ASSIGNED TASK: Print each record below character for character.

Collected data
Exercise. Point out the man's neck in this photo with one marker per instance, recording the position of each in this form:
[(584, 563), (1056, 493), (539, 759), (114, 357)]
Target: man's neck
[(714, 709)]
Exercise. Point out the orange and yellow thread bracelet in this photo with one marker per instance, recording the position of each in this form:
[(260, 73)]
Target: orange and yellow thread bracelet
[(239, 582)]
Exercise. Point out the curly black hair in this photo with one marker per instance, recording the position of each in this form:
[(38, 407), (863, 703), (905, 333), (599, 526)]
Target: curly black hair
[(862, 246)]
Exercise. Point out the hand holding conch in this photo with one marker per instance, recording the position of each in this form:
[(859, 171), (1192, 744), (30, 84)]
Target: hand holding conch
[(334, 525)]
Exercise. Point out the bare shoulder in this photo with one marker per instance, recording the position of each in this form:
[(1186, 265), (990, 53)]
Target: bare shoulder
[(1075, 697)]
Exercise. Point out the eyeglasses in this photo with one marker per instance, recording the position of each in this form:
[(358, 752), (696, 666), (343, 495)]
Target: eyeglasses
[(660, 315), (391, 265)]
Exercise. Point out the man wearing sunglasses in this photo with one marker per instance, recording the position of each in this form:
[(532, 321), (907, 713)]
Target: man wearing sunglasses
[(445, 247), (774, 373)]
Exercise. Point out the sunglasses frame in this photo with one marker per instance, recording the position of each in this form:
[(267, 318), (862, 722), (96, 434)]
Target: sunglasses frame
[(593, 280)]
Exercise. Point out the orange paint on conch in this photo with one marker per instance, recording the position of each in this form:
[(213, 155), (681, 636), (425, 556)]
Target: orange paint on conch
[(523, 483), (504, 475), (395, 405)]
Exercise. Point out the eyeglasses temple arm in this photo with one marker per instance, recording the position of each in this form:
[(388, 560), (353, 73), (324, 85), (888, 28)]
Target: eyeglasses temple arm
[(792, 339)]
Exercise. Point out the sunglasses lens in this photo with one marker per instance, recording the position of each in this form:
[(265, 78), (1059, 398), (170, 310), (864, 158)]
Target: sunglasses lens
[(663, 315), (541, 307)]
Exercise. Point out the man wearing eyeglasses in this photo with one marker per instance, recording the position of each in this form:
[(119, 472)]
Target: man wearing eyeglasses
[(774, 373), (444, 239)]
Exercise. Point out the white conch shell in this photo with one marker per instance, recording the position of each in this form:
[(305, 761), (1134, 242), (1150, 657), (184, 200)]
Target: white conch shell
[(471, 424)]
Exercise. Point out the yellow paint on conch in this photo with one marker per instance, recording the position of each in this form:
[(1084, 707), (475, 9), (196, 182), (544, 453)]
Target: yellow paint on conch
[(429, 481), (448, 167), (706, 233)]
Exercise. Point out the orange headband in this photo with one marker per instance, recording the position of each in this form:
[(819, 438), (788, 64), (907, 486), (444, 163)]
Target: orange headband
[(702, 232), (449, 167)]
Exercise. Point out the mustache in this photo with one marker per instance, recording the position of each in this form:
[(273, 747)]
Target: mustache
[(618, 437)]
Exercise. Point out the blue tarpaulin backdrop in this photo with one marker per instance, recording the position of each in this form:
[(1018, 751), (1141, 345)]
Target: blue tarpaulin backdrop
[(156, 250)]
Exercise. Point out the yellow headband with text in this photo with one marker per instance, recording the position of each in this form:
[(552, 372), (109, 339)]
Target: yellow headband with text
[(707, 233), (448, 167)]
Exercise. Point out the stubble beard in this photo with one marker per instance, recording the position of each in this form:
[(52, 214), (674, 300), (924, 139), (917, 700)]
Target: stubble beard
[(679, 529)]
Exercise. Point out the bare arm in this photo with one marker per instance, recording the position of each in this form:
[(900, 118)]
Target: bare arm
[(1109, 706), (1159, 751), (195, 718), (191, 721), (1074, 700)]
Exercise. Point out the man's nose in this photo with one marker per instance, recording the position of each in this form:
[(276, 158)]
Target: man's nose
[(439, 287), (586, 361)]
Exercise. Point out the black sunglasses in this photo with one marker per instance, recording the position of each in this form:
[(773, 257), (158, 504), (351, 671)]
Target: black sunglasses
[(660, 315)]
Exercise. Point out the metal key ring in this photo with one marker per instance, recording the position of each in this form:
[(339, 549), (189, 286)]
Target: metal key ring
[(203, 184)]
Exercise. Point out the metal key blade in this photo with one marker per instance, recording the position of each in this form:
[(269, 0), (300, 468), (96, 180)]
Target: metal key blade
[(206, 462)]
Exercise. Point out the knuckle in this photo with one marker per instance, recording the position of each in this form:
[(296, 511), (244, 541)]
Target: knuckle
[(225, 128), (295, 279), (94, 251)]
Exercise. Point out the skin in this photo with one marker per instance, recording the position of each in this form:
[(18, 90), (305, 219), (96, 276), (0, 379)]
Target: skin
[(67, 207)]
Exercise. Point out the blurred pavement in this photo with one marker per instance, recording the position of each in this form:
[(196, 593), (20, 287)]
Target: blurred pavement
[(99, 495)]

REPLY TO THE EXERCISE:
Exercise. Point out the man's neck in this photo with one marker per instance, recording the position of each in this form:
[(584, 563), (1056, 493), (539, 759), (114, 357)]
Target: man's neck
[(714, 709)]
Exercise. Point out the orange and yellow thread bracelet in this photo with one marker per instance, recording the position of each in this form:
[(260, 73)]
Target: orange and yellow thread bracelet
[(239, 582)]
Exercise. Point out the curly black hair in this photo with one marker per instance, recording the position of each in this form:
[(38, 407), (863, 703), (905, 333), (599, 526)]
Target: curly black hair
[(862, 246)]
Exercise. Point out the hand holding conch in this photo with one marker per instance, recording the position of each in this form:
[(859, 171), (1192, 744), (30, 84)]
Target: hand holding conch
[(334, 525)]
Exercise. Point out the bare shoulder in this photo with one marker per instance, recording the position of each in this form:
[(1186, 265), (990, 53)]
Target: bare shoulder
[(1075, 697)]
Exercise. Point out the eyeglasses in this photo with one marker per instance, recording the position of each in this form:
[(358, 752), (696, 666), (343, 495)]
Target: eyeglasses
[(660, 315), (391, 265)]
Exercise. Point out the man wearing sunglasses in this photo with one marker per instance, recording the position of each in this form:
[(532, 321), (907, 713)]
Target: man wearing sunglasses
[(445, 247), (774, 373)]
Exercise. Point out the sunglasses frame in this photo with one marker per instance, recording the position of each in this form:
[(267, 318), (862, 722), (96, 434)]
Target: sunglasses frame
[(593, 280)]
Exercise. Point out the orange paint on conch in this photo with one marker per instance, recording the position of each in this form:
[(213, 155), (681, 636), (425, 556)]
Target: orange paint on conch
[(523, 483), (504, 475), (395, 405)]
Exercise. Point out the eyeglasses temple arm in this photo with one marker per instance, recording the position of each in this form:
[(388, 560), (353, 73), (324, 85), (888, 28)]
Target: eyeglasses temple arm
[(792, 339)]
Exercise. Point out the sunglasses lens in this photo with one marker per instance, recording the position of each in this form:
[(265, 78), (1059, 398), (170, 310), (864, 158)]
Target: sunglasses lens
[(663, 315), (541, 307)]
Exercise. Point out the man wearing eyeglasses in this photo with one marker per instance, recording the position of each in this form:
[(119, 472)]
Target: man wearing eyeglasses
[(774, 373), (444, 239)]
Exercise. Point out the white conch shell in this photo with one marker per instance, recording the position of each in this form:
[(305, 761), (1134, 242), (1150, 657), (184, 200)]
Target: white conch shell
[(471, 424)]
Exercise. Point out the yellow paint on conch in this photo with one marker per instance, recording the position of each in this form:
[(1084, 707), (475, 9), (196, 182), (544, 453)]
Target: yellow paint on conch
[(429, 481), (448, 167), (706, 233)]
Exercise. Point out the orange headband in this photo with one marker per instance, recording the position of each in this form:
[(819, 438), (788, 64), (907, 486), (444, 163)]
Target: orange headband
[(702, 232), (449, 167)]
Exercise. Point out the mustache in this photo with one marker per instance, recording the position of each in this form:
[(273, 747)]
Target: mustache
[(618, 437)]
Exercise. Point out the blue tarpaulin backdrop in this photo with one marker per instance, recording the position of each in this form:
[(1018, 751), (1141, 345)]
Target: blue tarpaulin backdrop
[(156, 250)]
Exercise. Point out the yellow headband with text in this photo with one marker per instance, recording the position of each in this form:
[(552, 372), (109, 339)]
Target: yellow headband with text
[(707, 233), (448, 167)]
Exercise. Point out the stubble beard in this photo with one marker per instance, recording the position of each in this form:
[(52, 214), (674, 300), (924, 139), (917, 700)]
Target: stubble beard
[(679, 529)]
Exercise. Point out the bare arm in this photo with one marker per instance, recording the position of each in this form:
[(900, 118)]
Target: bare arm
[(1109, 706), (1159, 751), (195, 718), (191, 721), (1074, 700)]
Exercise. Point out the man's nose in this photo with one marker per instance, recording the position of each in this form:
[(276, 158)]
Target: man's nose
[(439, 287), (586, 361)]
Exercise. Point out the black sunglasses in this photo with one marker per instance, recording the position of each in this form:
[(773, 257), (158, 504), (351, 671)]
Target: black sunglasses
[(660, 315)]
Exercise. Point out the metal key ring in this photo with one marker per instance, recording the position of each in this form:
[(339, 549), (189, 286)]
Target: metal key ring
[(203, 184)]
Exercise. Point out the metal key blade in this photo with one marker per instance, recording the position of each in this form:
[(269, 0), (300, 468), (96, 180)]
Target: metal key blade
[(206, 462)]
Exercise. Point out the knuckle in this photo with one marker per instance, recording the position of each in this form:
[(296, 511), (244, 541)]
Target: knuckle
[(225, 128), (295, 279), (94, 251)]
Exercise. Point out the skin in this photo with one marker per instance, recording the position of each in this form:
[(18, 90), (305, 219), (96, 276), (0, 379)]
Target: skin
[(67, 207)]
Exercise. Point out the blurred pavement in this photo with one marker per instance, recording the position of each in this form:
[(196, 593), (20, 287)]
Target: blurred pavement
[(99, 495)]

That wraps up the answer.